## Problem to solve
If a line in the entries below contains "banner", copy it.

## Extracted material
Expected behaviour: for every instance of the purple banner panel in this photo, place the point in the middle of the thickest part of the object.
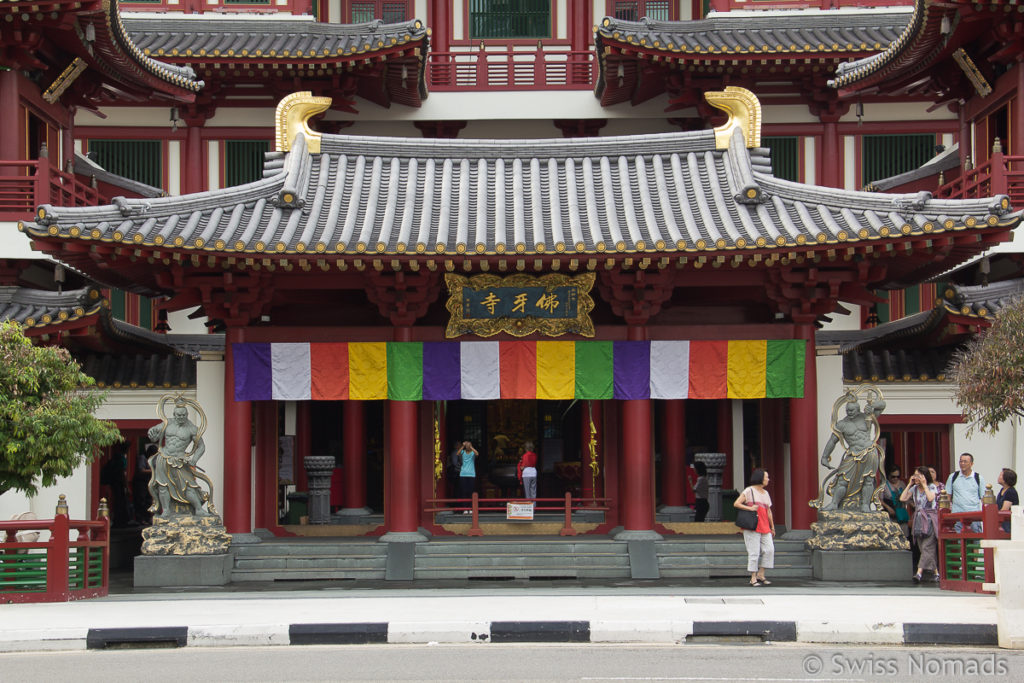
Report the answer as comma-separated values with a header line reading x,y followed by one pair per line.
x,y
441,371
632,370
253,380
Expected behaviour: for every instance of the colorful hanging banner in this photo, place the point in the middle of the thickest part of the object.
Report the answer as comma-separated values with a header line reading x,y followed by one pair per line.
x,y
530,370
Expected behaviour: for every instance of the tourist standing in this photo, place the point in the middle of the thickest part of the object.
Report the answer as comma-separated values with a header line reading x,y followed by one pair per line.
x,y
760,547
923,494
1008,494
467,471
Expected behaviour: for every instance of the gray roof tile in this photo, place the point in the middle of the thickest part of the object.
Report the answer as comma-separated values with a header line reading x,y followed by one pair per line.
x,y
648,193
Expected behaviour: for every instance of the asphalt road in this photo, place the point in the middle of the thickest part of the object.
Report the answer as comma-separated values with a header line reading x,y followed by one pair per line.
x,y
753,663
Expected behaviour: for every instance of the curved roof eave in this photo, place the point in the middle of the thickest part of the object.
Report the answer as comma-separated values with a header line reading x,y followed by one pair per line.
x,y
676,194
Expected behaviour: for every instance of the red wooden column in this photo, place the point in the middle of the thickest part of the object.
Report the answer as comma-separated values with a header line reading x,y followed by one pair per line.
x,y
674,456
354,459
636,466
303,442
238,449
804,435
10,142
402,502
591,485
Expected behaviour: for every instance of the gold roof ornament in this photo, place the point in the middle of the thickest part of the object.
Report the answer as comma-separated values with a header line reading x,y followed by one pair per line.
x,y
743,109
293,117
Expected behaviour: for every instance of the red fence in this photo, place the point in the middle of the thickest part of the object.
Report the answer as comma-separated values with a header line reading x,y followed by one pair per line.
x,y
1003,174
511,69
964,564
57,569
26,184
475,506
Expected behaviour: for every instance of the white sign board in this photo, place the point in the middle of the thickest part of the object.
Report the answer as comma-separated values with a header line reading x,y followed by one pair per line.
x,y
519,511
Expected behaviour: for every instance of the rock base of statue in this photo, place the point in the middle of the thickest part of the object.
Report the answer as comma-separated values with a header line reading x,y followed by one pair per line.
x,y
843,529
169,570
185,535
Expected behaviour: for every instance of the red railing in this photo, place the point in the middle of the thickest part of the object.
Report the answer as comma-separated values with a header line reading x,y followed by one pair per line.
x,y
475,506
60,568
26,184
1003,174
964,564
512,69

## Exercise response
Expected behaviour: for every instance of the purple banner panel in this photo, place the point in the middle of the thickest part of the object.
Expected behaviour: for every instance of the colorful hanging banner in this photo, place the point in the middle of the thickest part of the object.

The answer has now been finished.